## HOW TO COMPLETE THIS TASK
Set down the listing again, word for word.

## ENTRIES SHOWN
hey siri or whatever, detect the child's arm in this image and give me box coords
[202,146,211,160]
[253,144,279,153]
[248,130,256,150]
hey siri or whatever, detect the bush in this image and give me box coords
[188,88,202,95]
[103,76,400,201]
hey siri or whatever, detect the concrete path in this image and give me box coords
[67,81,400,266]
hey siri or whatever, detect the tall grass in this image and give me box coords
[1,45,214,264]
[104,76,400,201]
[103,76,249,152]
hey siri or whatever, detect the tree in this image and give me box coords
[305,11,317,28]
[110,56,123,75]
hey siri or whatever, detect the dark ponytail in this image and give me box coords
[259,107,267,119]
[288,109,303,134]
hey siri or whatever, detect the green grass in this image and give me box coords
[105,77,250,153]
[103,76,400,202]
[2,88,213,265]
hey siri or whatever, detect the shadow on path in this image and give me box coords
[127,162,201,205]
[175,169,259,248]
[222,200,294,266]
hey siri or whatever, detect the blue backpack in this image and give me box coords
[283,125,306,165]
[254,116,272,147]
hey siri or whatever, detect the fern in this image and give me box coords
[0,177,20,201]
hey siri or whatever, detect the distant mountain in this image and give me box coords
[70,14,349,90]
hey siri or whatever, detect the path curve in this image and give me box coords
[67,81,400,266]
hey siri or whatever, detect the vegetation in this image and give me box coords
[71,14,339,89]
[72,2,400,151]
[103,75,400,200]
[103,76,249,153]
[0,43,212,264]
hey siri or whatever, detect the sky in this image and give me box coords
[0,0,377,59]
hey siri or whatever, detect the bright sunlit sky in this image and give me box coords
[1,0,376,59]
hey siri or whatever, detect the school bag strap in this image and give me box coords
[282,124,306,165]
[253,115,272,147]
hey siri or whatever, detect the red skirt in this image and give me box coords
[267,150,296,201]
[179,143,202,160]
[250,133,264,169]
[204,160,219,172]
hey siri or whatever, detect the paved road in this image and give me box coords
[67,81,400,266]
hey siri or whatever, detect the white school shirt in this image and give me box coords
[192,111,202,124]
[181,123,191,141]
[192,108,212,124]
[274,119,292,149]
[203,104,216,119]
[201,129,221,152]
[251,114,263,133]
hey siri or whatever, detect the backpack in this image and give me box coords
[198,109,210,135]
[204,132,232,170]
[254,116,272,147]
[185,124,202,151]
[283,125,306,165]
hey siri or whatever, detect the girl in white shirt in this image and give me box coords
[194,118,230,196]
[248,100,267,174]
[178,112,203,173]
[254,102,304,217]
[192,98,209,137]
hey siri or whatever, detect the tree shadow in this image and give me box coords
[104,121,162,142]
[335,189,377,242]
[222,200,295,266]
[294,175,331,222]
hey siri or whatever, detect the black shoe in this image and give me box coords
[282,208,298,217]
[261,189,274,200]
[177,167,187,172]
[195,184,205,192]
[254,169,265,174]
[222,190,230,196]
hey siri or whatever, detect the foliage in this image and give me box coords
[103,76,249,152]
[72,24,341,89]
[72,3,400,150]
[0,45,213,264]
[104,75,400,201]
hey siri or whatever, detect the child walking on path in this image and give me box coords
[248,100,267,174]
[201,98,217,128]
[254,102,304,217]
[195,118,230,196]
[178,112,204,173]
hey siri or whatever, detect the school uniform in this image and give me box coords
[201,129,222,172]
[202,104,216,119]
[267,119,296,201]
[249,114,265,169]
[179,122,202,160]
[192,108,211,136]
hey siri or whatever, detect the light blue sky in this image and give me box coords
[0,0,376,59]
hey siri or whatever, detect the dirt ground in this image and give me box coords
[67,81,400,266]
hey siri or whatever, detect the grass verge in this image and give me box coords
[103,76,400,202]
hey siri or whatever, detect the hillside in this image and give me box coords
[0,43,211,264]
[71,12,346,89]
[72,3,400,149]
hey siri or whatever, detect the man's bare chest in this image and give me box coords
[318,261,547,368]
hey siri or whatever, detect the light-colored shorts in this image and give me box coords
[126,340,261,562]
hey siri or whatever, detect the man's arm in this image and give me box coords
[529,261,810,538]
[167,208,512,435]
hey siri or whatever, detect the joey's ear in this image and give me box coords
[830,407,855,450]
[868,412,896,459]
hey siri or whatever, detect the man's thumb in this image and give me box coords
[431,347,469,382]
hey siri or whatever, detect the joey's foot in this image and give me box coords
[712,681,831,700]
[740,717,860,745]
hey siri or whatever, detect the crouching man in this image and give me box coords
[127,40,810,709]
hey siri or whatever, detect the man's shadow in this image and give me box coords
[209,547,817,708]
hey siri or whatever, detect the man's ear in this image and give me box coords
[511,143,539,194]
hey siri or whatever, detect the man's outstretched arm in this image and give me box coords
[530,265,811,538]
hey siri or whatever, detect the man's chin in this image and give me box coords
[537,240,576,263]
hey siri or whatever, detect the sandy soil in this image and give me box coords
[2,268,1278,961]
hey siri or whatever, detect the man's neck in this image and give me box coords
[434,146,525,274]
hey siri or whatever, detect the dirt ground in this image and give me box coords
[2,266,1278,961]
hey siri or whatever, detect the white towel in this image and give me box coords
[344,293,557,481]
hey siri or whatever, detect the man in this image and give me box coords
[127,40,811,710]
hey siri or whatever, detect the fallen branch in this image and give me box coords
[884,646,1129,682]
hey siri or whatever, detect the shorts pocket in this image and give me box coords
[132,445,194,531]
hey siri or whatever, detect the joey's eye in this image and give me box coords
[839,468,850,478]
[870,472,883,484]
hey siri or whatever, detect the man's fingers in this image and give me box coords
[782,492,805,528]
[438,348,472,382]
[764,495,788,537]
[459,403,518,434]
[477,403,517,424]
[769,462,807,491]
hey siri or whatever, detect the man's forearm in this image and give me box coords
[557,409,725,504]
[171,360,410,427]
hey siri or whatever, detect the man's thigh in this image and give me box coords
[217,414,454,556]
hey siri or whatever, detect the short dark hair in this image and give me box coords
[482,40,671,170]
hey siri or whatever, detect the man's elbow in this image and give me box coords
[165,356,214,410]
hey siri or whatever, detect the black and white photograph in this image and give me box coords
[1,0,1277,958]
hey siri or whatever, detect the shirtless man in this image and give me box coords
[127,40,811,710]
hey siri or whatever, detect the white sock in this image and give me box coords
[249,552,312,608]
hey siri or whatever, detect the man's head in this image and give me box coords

## RESULT BELOW
hey siri or whatever, detect the child's arm in this image and give me box coords
[202,146,211,160]
[253,144,279,153]
[248,130,256,150]
hey siri or whatever, detect the bush in this image and give me box coords
[188,88,202,95]
[103,76,400,201]
hey siri or whatever, detect the concrete path in this image and give me box coords
[67,81,400,266]
hey siri or whatever, detect the tall grass in this image and give me box coords
[1,45,214,264]
[104,76,400,201]
[103,76,249,152]
hey siri or whatever, detect the tree in this image and give me box coords
[305,11,317,28]
[110,56,123,75]
hey siri or whatever, detect the dark ponytail in this image and give me box coords
[259,107,267,119]
[288,109,303,134]
hey siri or whatever, detect the green grass in this image and give me box coords
[105,77,250,153]
[103,76,400,202]
[2,88,213,265]
hey siri or whatever, detect the shadow on path in this image and give me box coords
[127,162,201,205]
[175,169,259,248]
[222,200,294,266]
hey siri or whatever, detect the blue backpack in this image and give me box coords
[283,125,306,165]
[254,116,272,147]
hey siri or whatever, detect the fern in this image and give me box coords
[0,177,20,201]
hey siri or whatever, detect the distant mountain in this image and give me box coords
[70,14,349,90]
hey siri or whatever, detect the path curve in this image and give me box coords
[67,81,400,266]
hey siri or whatever, detect the vegetation in this image and give me box coords
[71,14,339,89]
[72,2,400,151]
[103,75,400,200]
[103,76,249,153]
[0,43,212,264]
hey siri or whatever, detect the sky in this image and give me box coords
[0,0,377,59]
hey siri or whatever, detect the bright sunlit sky in this image and give me box coords
[1,0,376,59]
hey siri or whatever, detect the school bag strap in this image and give me box coords
[282,124,306,165]
[253,115,272,147]
hey siri or whatever, detect the red skirt in this image and give me box coords
[267,150,296,201]
[179,143,202,160]
[250,133,264,169]
[204,160,219,172]
hey siri or whatever, detect the paved road in this image and give me box coords
[67,81,400,266]
hey siri or whatever, detect the white school shirt in this image and give me box coords
[192,111,202,124]
[181,123,191,141]
[192,108,212,124]
[274,119,292,149]
[203,104,216,119]
[201,129,221,152]
[251,114,263,133]
hey siri or whatever, detect the backpack in this image and give me box coords
[198,109,210,135]
[204,132,232,170]
[254,116,272,147]
[185,124,202,151]
[283,125,306,165]
hey siri or whatever, detect the girl in white shirt in this image and give me box coords
[194,118,230,196]
[248,100,267,174]
[178,112,203,173]
[254,102,304,217]
[192,98,209,137]
hey siri or whatever, detect the tree shadow in this image and give me box coords
[104,121,162,142]
[335,189,377,242]
[222,200,295,266]
[294,175,331,222]
hey siri or whatever, detect the black shoe in this image and give me box coords
[282,208,298,217]
[261,189,274,200]
[177,167,187,172]
[195,184,205,192]
[254,169,265,174]
[222,190,230,196]
hey siri or whatever, detect the foliage in this image and give me box coords
[103,76,249,152]
[72,24,341,89]
[72,3,400,150]
[0,45,213,264]
[104,75,400,201]
hey siri or whatever, detect the child walking on path in this image and give me box coords
[248,100,267,174]
[201,98,217,128]
[254,102,304,217]
[195,118,230,196]
[178,112,204,173]
hey siri or whatever, detect the school uniform in this image and give me box coords
[201,129,222,172]
[202,104,216,119]
[267,119,296,201]
[249,114,265,169]
[179,122,202,160]
[192,108,211,136]
hey siri or whatever, detect the light blue sky in this image and give me box coords
[0,0,376,59]
hey siri or whatever, detect the dirt ground in this image and give me box coords
[67,81,400,266]
hey siri or whatever, detect the grass verge in this image and give me box coords
[103,76,400,202]
hey siri or whatever, detect the hillside in this image and give me box coords
[0,43,211,264]
[71,12,346,89]
[72,3,400,149]
hey siri or whatever, detect the man's bare chest in this image and give me box coords
[318,261,547,368]
hey siri or whatever, detect the light-colored shorts in this image and give me box coords
[126,340,261,562]
hey siri or whatever, detect the man's arm in this image and give me box coords
[529,261,810,538]
[167,208,512,435]
hey siri or whatever, detect the joey's ear in this image and give me box coords
[830,407,855,450]
[868,412,896,459]
hey siri or whatever, detect the man's thumb in this image and give me box coords
[431,347,469,382]
hey siri or whatever, detect the joey's foot in this image and give me box coords
[712,681,831,700]
[740,717,860,745]
hey siri or whatever, detect the crouching man in this image and give me box coords
[127,40,810,709]
hey siri or whatever, detect the man's shadow in this image and give me box coords
[209,547,817,708]
hey siri or whatever, detect the man's ear in this image and give me box coords
[511,143,539,194]
hey siri or whatever, detect the man's outstretched arm in this image and give me box coords
[530,265,811,538]
hey siri or whatever, detect the man's chin in this image and give me box coords
[537,240,576,263]
hey siri or whatever, detect the sandy soil in this image and give me box coords
[2,268,1278,961]
hey siri or whatever, detect the man's neck in this image and give me box coords
[434,146,525,274]
hey siri or whatever, detect the dirt ground in this image and give me box coords
[2,266,1278,961]
hey siri or whatever, detect the white towel in this image and give me box coords
[344,293,557,481]
hey siri or whatever, detect the man in this image and give me box coords
[127,40,811,710]
hey siri or whatever, detect the fallen branch in this image and give me box coords
[884,646,1129,682]
hey siri or whatever, detect the shorts pocket in this image and give me box coords
[132,445,194,531]
hey siri or whatever, detect the joey's eye in this image and give me box coords
[839,468,850,478]
[870,472,883,484]
hey siri or whatever, detect the man's fingers in this image and give me box coords
[782,492,805,528]
[438,348,472,382]
[764,495,788,537]
[459,403,518,434]
[477,403,517,424]
[769,462,807,491]
hey siri or whatever, detect the man's forearm in this image and give me box coords
[557,409,725,504]
[171,360,410,427]
hey siri or whatever, detect the man's thigh in this image and give me box coords
[217,414,454,556]
hey siri or whatever, detect the short dark hair in this image and give me box coords
[482,40,671,170]
hey siri or whatever, detect the man's elbow in this image and give me box coords
[165,356,214,410]
hey siri or whatever, detect the black and white photograph in this image and give me box coords
[1,0,1277,958]
hey siri or whatever, detect the shirtless man in this image and give me box coords
[127,40,811,710]
hey siri or whatever, detect the white sock in this image and give me box coords
[249,552,312,608]
hey siri or whatever, detect the man's head in this image and give me box coords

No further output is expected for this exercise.